**TASK GOAL**.
Retype, word for word, every line of the records below starting at the one that contains "Spot the white horse" and ending at the one that contains "Spot the brown"; include both of those lines and nothing more.

**DATA EXTRACTS**.

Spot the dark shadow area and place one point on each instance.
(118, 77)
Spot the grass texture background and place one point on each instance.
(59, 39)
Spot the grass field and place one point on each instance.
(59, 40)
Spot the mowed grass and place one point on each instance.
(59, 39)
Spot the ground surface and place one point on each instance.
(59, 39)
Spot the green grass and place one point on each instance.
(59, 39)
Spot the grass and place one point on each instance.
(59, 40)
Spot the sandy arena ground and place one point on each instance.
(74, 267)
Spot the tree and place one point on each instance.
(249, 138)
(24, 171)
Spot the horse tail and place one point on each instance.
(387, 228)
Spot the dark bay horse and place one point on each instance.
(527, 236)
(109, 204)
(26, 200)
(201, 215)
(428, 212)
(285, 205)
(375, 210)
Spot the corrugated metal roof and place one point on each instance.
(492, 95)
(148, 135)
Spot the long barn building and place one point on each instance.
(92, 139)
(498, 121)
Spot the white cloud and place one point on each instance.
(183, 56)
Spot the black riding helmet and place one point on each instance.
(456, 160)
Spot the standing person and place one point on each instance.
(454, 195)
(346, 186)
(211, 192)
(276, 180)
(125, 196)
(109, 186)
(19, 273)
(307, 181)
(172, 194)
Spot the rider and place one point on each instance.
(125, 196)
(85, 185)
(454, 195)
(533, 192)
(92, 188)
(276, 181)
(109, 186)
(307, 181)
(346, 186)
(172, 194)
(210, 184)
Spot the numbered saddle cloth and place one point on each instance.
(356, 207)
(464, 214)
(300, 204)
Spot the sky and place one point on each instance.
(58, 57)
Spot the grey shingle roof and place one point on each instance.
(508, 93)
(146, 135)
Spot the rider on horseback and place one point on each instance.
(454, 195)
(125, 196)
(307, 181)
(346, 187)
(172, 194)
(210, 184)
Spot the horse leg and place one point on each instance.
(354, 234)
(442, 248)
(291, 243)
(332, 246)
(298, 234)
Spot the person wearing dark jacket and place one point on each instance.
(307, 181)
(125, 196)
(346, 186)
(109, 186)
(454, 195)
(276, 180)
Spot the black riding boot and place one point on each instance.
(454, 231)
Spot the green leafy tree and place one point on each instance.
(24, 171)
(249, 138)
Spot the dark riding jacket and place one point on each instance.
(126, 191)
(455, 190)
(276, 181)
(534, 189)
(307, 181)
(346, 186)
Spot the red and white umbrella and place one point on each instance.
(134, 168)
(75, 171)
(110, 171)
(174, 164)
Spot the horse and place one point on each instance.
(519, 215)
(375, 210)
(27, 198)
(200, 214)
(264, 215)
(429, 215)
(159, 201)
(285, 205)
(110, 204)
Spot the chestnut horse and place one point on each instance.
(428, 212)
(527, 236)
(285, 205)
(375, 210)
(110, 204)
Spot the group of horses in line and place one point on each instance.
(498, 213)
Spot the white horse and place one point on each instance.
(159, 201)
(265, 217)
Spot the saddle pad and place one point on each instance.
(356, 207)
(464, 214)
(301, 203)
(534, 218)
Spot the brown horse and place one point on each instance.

==

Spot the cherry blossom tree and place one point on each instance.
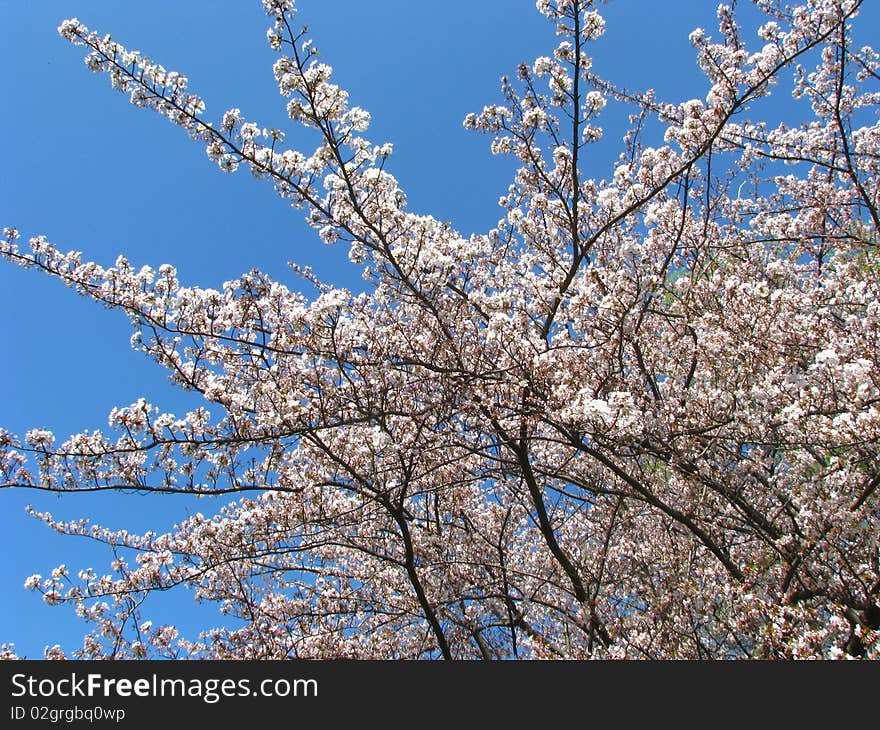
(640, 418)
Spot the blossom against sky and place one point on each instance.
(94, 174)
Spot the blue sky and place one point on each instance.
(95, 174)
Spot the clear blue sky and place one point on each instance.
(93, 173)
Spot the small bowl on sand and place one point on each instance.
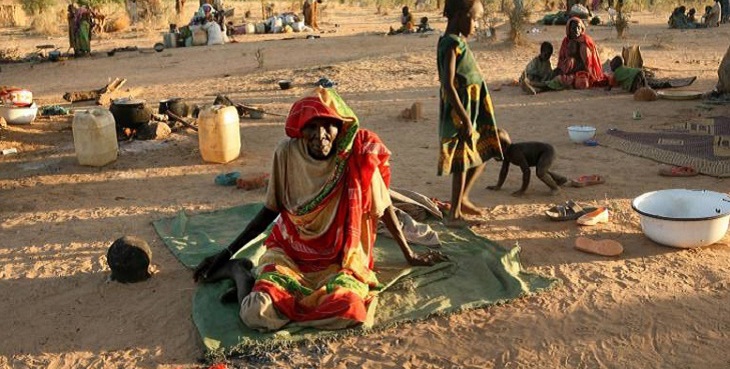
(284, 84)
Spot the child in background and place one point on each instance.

==

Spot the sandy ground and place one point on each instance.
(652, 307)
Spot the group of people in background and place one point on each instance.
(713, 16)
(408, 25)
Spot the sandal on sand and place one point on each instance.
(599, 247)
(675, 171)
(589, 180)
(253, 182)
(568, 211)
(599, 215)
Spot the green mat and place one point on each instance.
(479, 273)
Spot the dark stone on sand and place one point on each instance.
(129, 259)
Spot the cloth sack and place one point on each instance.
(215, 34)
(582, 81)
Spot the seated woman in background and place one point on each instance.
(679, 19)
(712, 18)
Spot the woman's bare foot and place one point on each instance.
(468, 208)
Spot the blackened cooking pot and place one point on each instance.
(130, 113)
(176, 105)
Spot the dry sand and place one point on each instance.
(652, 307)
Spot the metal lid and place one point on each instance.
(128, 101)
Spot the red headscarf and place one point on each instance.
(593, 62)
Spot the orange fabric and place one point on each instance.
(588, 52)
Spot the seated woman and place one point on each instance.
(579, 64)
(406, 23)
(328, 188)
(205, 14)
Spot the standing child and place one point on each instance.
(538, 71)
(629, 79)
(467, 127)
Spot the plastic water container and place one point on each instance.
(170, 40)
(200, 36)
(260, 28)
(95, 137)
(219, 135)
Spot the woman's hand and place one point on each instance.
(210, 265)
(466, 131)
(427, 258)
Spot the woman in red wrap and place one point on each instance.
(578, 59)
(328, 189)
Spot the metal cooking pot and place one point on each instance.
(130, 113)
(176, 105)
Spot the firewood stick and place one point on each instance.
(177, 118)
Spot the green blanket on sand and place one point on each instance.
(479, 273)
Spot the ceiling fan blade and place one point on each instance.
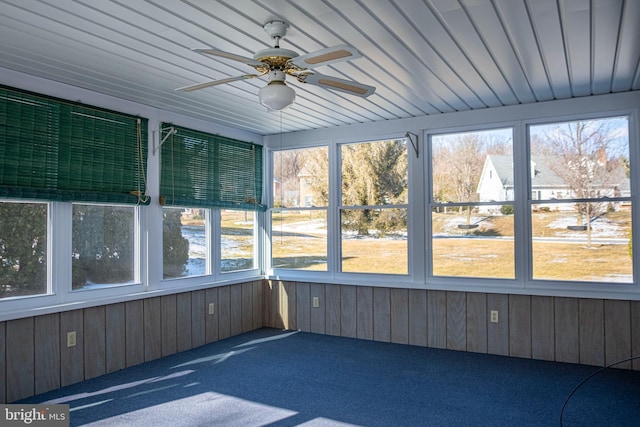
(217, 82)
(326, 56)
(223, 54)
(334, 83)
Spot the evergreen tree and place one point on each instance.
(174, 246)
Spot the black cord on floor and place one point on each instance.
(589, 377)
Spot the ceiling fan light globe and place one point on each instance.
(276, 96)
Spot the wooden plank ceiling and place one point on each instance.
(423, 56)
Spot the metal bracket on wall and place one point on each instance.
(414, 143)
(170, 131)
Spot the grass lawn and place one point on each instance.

**REPLY TO THE TASK**.
Spot the white horse and place one point on each instance.
(159, 201)
(265, 217)
Spot the saddle pad and place one point on each instance.
(356, 207)
(464, 214)
(301, 203)
(534, 218)
Spot the brown horse and place one point on each instance.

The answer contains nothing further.